## Start PASSAGE PROVIDED

I have ALWAYS had a hard time turning away men I'm not interested in... until I saw my best friend do it a couple of months ago. Keep in mind this girl is about 5'2" and can't weigh 95 pounds - she's hardly there! This guy that we both know (I personally think he's SUPER cute, but a total clash as far as personalities go...) would NOT leave her alone. We were at our local annual celebration - called "Strawberry Days" - wandering around looking at the vendor's booths. This guy was following us around, and kept asking her to go out with him, and asking why she wouldn't and darn near begging her... she finally had had enough of it, turned around and said "I don't want to go out with you because I don't like the way you act, and standing there begging me isn't making you look any better in my eyes. I WILL NOT GO OUT WITH YOU. EVER. LISTEN ONE MORE TIME - NO!!!!" Both of us stood there staring at her... we were both shocked! Needless to say, he left her alone. (Although every time he sees ME now he asks if I think she might have changed her mind... )

Anyway, now I know how to handle men like that!

One more thing ~ I'm pretty sure this is my 100th post... I should be a full fledged adult cat now! YAY!
post #4 of 35

I have also had this problem. I finally told the guy I was gay (I'm not but he didn't know that). After that he left me alone. It's very frustrating when people just don't get it.

Good luck!
post #5 of 35
Donna - That's what I was going to suggest!
post #6 of 35
I'm a bartender and I ride the bus too, so I come accross this problem often.

I just politely tell them "I'm sorry, I'm not ready to see anyone right now" (they have never once asked Why?), or I tell them I'm involved (too late for you to use this one though), or if they persist, I just physically get away from them...they get the hint.

Scott gave me a promise ring for our 1 year anniversary in October, so that has made it Much easier, but these ideas worked before.

Good luck to you.
post #7 of 35
Oh yeah, the Gay routine is great if you'll never see them again, but might not be a good idea at work....pretty soon the whole store will be ablaze with rumours!

post #8 of 35
You could tell him you are getting back together with your husband. Put your ring back on and no one will know the difference. It's a shame you must resort to lying to get rid of this guy, but sometimes it is just easier.

## End PASSAGE PROVIDED
## Start RECORDED DATA

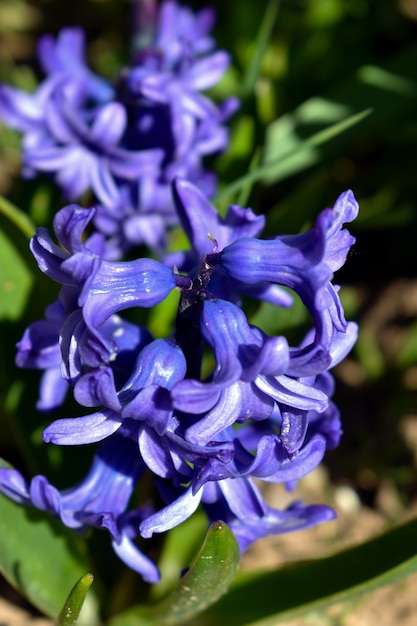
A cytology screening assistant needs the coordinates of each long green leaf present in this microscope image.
[216,109,372,201]
[110,522,240,626]
[0,230,33,320]
[199,519,417,626]
[58,574,94,626]
[243,0,280,95]
[0,196,35,239]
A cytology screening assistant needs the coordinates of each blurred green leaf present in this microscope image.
[0,196,35,239]
[0,461,97,626]
[150,511,207,602]
[198,519,417,626]
[58,574,94,626]
[217,109,372,201]
[110,522,240,626]
[243,0,280,95]
[0,225,33,320]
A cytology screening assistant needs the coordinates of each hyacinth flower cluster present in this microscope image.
[0,178,358,583]
[0,0,238,259]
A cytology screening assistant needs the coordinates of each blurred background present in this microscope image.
[0,0,417,626]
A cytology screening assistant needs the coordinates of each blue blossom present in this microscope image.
[0,435,159,583]
[5,180,358,580]
[22,205,177,392]
[0,0,237,260]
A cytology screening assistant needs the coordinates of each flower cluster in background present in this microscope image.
[0,0,238,258]
[0,0,358,583]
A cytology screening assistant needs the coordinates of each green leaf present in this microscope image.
[0,196,35,320]
[216,109,372,201]
[110,521,240,626]
[198,519,417,626]
[243,0,280,94]
[0,224,33,320]
[0,461,97,626]
[0,196,35,239]
[58,574,94,626]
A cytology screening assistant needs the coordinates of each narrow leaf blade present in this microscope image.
[199,519,417,626]
[110,521,240,626]
[58,574,94,626]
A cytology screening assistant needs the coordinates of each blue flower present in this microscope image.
[24,205,178,384]
[0,6,237,260]
[8,180,357,580]
[0,435,159,583]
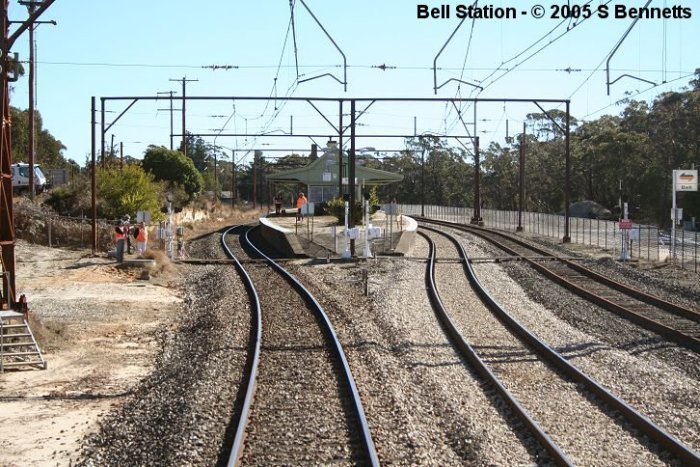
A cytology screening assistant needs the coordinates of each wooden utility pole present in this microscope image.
[0,0,54,308]
[170,76,199,156]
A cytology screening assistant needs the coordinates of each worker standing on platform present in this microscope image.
[114,221,128,263]
[272,193,282,216]
[297,192,308,221]
[134,222,148,255]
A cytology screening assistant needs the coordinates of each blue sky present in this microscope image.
[10,0,700,165]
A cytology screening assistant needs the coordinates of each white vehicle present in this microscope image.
[12,162,46,193]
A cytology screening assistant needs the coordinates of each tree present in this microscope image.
[142,145,204,201]
[180,133,215,172]
[96,165,162,219]
[10,107,69,169]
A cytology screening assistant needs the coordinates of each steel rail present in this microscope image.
[243,229,380,467]
[420,218,700,352]
[418,232,574,466]
[422,226,700,465]
[221,226,262,467]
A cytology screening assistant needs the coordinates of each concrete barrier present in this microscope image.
[259,217,306,257]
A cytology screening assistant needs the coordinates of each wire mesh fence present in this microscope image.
[399,205,700,273]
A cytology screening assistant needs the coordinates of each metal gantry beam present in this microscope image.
[101,94,571,249]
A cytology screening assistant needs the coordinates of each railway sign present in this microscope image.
[673,170,698,191]
[619,219,632,230]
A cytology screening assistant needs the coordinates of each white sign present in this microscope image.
[136,211,151,224]
[671,208,683,224]
[383,203,398,215]
[301,203,315,216]
[673,170,698,191]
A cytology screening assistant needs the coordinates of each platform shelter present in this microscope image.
[267,141,403,203]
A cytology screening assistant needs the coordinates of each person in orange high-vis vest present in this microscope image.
[136,222,148,255]
[114,221,128,263]
[297,193,308,221]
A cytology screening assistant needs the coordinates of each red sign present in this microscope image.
[620,219,632,230]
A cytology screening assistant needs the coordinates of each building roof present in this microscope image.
[267,152,403,186]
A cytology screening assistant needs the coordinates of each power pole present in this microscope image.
[231,149,236,208]
[157,91,175,151]
[170,76,199,156]
[19,1,56,201]
[27,2,36,201]
[0,0,55,307]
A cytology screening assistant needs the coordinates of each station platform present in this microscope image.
[259,210,418,259]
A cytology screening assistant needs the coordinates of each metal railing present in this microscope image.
[399,204,700,273]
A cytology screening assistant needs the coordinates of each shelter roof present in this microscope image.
[267,152,403,186]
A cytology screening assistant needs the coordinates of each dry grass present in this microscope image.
[27,310,70,351]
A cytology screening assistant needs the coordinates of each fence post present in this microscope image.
[637,225,642,259]
[681,229,685,269]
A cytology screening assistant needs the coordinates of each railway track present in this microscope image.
[222,226,379,466]
[421,219,700,352]
[418,228,700,465]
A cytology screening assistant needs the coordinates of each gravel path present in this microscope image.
[228,232,362,466]
[67,224,700,466]
[295,258,546,466]
[448,229,700,458]
[79,235,250,467]
[422,233,664,465]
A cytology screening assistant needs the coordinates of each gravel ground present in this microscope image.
[452,229,700,458]
[79,235,250,466]
[295,260,546,466]
[57,221,700,466]
[422,233,664,465]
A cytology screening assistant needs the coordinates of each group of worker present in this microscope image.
[272,192,309,221]
[114,216,148,263]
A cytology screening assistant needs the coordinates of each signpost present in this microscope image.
[671,169,698,264]
[619,203,632,261]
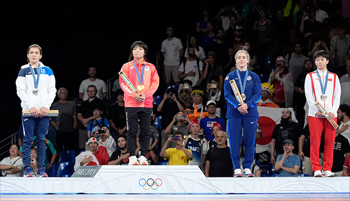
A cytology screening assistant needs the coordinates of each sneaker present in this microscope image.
[314,170,322,177]
[23,167,33,177]
[129,156,139,165]
[138,156,148,165]
[37,168,48,177]
[323,171,335,177]
[243,168,254,177]
[235,169,242,177]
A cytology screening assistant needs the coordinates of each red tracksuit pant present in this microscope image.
[309,116,337,172]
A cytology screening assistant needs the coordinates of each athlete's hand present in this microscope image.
[29,107,39,118]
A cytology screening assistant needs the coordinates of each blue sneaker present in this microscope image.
[23,167,33,177]
[37,168,48,177]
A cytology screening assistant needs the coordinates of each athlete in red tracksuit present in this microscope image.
[119,41,159,165]
[305,50,341,177]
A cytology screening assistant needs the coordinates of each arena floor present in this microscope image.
[0,194,350,201]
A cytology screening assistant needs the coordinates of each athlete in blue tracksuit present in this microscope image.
[16,44,56,177]
[224,50,262,177]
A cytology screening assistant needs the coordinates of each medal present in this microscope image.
[236,69,248,100]
[29,63,41,96]
[132,60,145,91]
[316,70,328,101]
[33,89,39,96]
[137,84,145,91]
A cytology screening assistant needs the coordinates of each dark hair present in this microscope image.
[314,50,330,60]
[27,44,43,55]
[339,104,350,117]
[130,40,148,54]
[115,134,128,143]
[87,85,97,92]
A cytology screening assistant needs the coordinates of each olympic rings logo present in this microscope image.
[139,178,163,190]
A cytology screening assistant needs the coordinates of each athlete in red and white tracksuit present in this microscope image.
[305,52,341,176]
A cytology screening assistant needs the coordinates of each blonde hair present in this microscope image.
[235,50,250,60]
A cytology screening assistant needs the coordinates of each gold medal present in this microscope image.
[137,84,145,91]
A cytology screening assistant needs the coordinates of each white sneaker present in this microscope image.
[138,156,148,165]
[243,168,254,177]
[129,156,139,165]
[323,171,335,177]
[235,169,242,177]
[314,170,322,177]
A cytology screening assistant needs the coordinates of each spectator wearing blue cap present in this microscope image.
[275,139,301,177]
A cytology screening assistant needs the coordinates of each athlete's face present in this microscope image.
[315,57,329,70]
[132,46,145,59]
[27,47,42,63]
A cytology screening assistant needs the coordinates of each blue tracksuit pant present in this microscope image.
[22,117,50,168]
[227,117,258,169]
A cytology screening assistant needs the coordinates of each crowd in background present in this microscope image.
[0,0,350,176]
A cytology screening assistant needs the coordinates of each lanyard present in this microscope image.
[316,70,328,95]
[132,60,145,85]
[236,69,248,94]
[29,63,41,89]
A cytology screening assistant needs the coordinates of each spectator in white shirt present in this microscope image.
[161,26,183,85]
[79,67,107,101]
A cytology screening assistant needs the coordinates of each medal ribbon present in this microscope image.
[316,70,328,95]
[236,69,248,94]
[132,60,145,85]
[29,63,41,89]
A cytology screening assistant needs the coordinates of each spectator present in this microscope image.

## End RECORDED DATA

- WHAT YOU WILL DO:
[A] Put the rows from the line containing "barrier present in this microscope image." through the line containing "[399,205,700,273]" into a Markdown table with the columns No. and Line, leaving out any blank lines.
[B] Write a continuation of the forum thread about turning away unwanted advances, starting right after its final post.
The forum thread and the rows were taken from unrelated sources.

- OUTPUTS:
[A]
| No. | Line |
|---|---|
| 1 | A cytology screening assistant needs the coordinates of each concrete barrier present in this microscope image. |
| 2 | [259,217,306,257] |
| 3 | A cytology screening assistant needs the coordinates of each wire mesh fence present in this microscope image. |
| 4 | [399,205,700,273] |

[B]
post #9 of 35
Don't you hate that? He's probably old enought to have adopted that attitude about "saying no is playing hard to get". I notice younger guys seem to expect that no means no, but there are exceptions. Also, sometimes older guys think they are being cute and flirty but it feels like harassment. It's just things have changed a lot and they don't always keep up.

Why don't you tell him he's too old? You can honestly say you didn't tell him that before because you didn't want to hurt his feelings.

You can also tell him you've met someone. I think guys like that don't realize you have a life apart from them (they seem very self-centered, they can't accept you don't want to go out with them) so he might be surprised to hear it. If he keeps asking you about it, you can say you aren't comfortable talking to a stranger about your personal life, and if he keeps asking you just say "None of your business." He might be an acquaintance, but he's not a friend, at least I get that impression from your description.

I agree about not starting a rumor about your sexuality that might backfire at work. And I have found that a raised voice around someone who might be in a position to assist you (bus driver, boss, coworker who knows about the situation) can bring good results. If nothing else, to say "I DON'T want to go out with you, you're too old for me, please leave me alone!" where someone overhears you might embarass him.

Just a few thoughts, and a lot of sympathy.
post #10 of 35

:laughing2 Ya know, in these times if you tell a guy you're gay, they're even more intrigued! :LOL: SICK! For me, I would have to go with the direct approach and tell him like it is.
"I'm not interested, and if you keep it up, I won't even be an acquaitance" and if that doesn't do it, I'd probably say, if you don't leave me alone, I'm going to have to call the police for your harrassment. Boom! The End of that guy! hahaha

I don't know anything more obnoxious than some guy that thinks he could have a chance with you! When they're bold enough to think that your hearts melting when you look at them! Ewwwww...You have your hands full, you definitely don't need that!
Keep us posted on how ya do

post #11 of 35
I wouldn't say you were gay ...... might start rumors, etc, that you don't want! I would just tell him you aren't interested, and if he doesn't stop you will call the police. Hopefully, that will end it!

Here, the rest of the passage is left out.